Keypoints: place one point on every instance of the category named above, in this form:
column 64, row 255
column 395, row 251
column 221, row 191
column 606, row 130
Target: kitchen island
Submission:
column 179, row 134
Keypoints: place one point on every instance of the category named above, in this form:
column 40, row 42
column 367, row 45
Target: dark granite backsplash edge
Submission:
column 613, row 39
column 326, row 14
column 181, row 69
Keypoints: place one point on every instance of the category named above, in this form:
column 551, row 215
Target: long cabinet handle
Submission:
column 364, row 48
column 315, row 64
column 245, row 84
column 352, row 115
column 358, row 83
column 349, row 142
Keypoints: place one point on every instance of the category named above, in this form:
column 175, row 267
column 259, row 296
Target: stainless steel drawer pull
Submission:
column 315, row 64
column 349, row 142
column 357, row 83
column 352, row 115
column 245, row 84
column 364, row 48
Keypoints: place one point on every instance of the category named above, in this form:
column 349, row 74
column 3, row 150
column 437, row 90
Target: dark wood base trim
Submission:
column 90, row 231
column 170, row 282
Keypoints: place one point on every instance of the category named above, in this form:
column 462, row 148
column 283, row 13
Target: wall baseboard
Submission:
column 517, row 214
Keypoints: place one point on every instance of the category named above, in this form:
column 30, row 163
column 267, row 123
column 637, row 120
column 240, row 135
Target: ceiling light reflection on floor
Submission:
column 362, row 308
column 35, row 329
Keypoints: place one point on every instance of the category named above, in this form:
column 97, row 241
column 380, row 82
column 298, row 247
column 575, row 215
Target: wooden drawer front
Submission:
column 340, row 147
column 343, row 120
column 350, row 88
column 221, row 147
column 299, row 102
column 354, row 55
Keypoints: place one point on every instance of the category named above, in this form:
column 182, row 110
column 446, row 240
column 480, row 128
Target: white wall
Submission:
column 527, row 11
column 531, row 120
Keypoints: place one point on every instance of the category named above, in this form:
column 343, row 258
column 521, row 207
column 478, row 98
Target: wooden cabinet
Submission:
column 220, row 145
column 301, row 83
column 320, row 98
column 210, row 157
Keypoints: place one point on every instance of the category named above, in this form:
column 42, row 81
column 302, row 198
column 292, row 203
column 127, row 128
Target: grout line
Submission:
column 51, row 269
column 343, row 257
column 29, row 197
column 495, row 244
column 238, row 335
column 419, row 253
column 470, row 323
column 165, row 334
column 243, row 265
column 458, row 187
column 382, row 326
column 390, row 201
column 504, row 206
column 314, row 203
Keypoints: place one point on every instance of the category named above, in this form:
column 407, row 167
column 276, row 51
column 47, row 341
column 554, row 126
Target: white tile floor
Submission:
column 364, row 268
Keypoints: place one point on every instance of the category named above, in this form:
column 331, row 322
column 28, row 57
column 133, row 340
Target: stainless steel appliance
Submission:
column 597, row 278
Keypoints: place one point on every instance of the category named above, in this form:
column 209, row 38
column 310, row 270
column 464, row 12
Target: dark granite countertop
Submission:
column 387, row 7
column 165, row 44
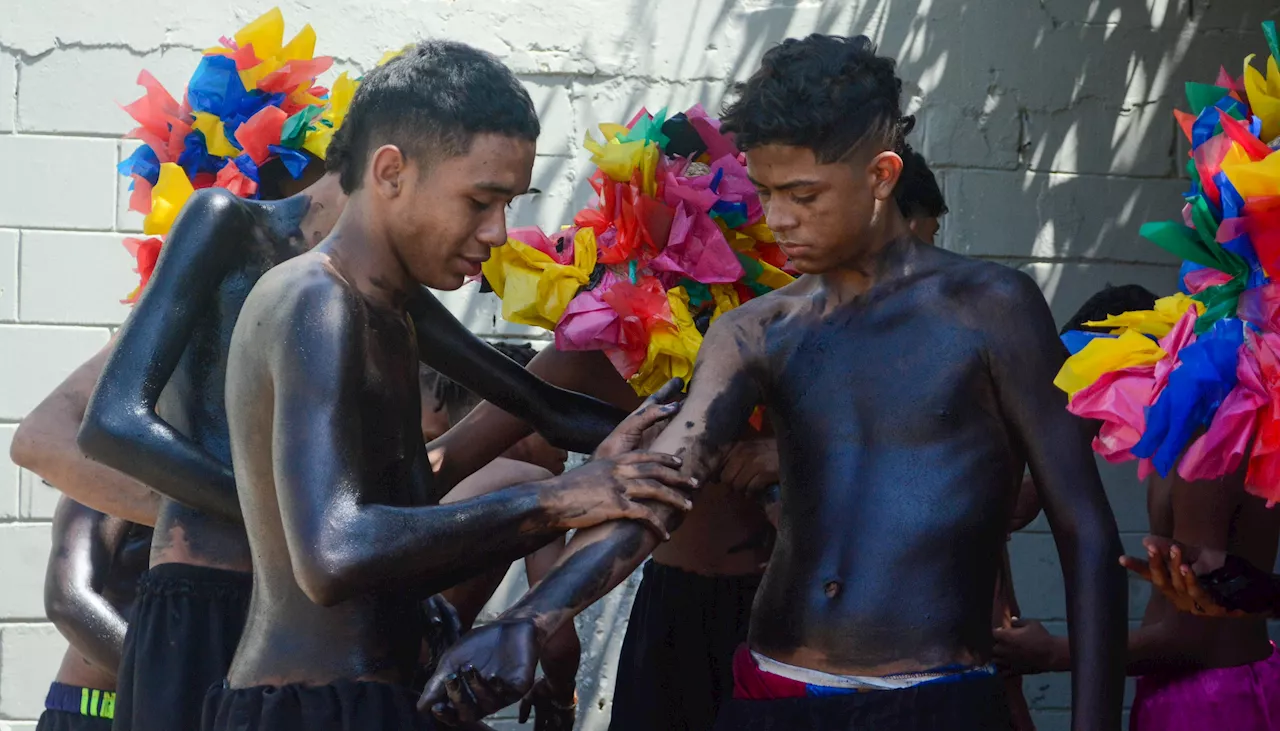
-=-=-
Output every row above word for word, but leave out the picture.

Keypoints: place one point on every instance of the category named above, in this form:
column 64, row 255
column 395, row 251
column 221, row 191
column 606, row 130
Target: kitchen island
Submission:
column 179, row 134
Keypoints: place one point on every instance of the category named above, in this form:
column 40, row 42
column 367, row 45
Target: dark granite backsplash edge
Submission:
column 613, row 39
column 326, row 14
column 181, row 69
Keypoints: place one point on every instance of the category named above, in this form:
column 551, row 215
Target: long cabinet handle
Submission:
column 364, row 48
column 315, row 64
column 245, row 84
column 352, row 115
column 358, row 83
column 349, row 142
Keypoints: place one point on every instance of the category named above, in this form:
column 175, row 267
column 259, row 296
Target: stainless steel drawer pull
Submission:
column 315, row 64
column 349, row 142
column 357, row 83
column 352, row 115
column 245, row 84
column 364, row 48
Keypoints: place one point on every instance of the category named above, in this form:
column 349, row 74
column 3, row 150
column 437, row 90
Target: dark wood base trim
Submission:
column 90, row 231
column 170, row 282
Keypoints: place one point on every instance of the category named above, in this form:
column 462, row 148
column 283, row 13
Target: wall baseboard
Submission:
column 517, row 214
Keypoints: place one point on every instance of the category named above, in this form:
column 30, row 163
column 267, row 123
column 637, row 120
column 240, row 135
Target: ceiling light reflection on floor
Submission:
column 362, row 308
column 35, row 329
Keypoints: place one point on every instance of the category named above, in this form:
column 97, row 241
column 380, row 82
column 298, row 247
column 575, row 215
Target: wooden drawer front
Submission:
column 340, row 147
column 343, row 120
column 350, row 88
column 221, row 147
column 299, row 102
column 354, row 55
Keypoints: place one point on every instance of the category named above, in this form:
column 182, row 110
column 446, row 240
column 480, row 128
Target: white wall
Submission:
column 527, row 11
column 531, row 120
Keypoints: place one point on every instance of the category named above, in this form:
column 343, row 258
column 521, row 207
column 478, row 98
Target: wooden cabinet
Submission:
column 220, row 145
column 301, row 83
column 320, row 98
column 210, row 157
Keypoints: place one point on every instance of the category named above, in this form:
column 42, row 81
column 302, row 198
column 292, row 203
column 127, row 128
Target: grout line
Submission:
column 51, row 269
column 343, row 257
column 29, row 197
column 495, row 244
column 238, row 335
column 419, row 253
column 470, row 323
column 165, row 334
column 243, row 265
column 458, row 187
column 382, row 326
column 390, row 201
column 504, row 206
column 314, row 203
Keypoints: place one point on every instance of the category named above, in this form:
column 407, row 167
column 276, row 51
column 47, row 341
column 554, row 126
Target: white tile floor
Submission:
column 364, row 268
Keypoints: place one point on every instance of the category named above, in this form:
column 331, row 322
column 28, row 57
column 133, row 340
Target: stainless steel appliance
Submission:
column 597, row 278
Keypoints: place one point on every instance of the category named above, in this form:
column 209, row 38
column 310, row 270
column 464, row 12
Target: dark granite countertop
Submission:
column 387, row 7
column 165, row 44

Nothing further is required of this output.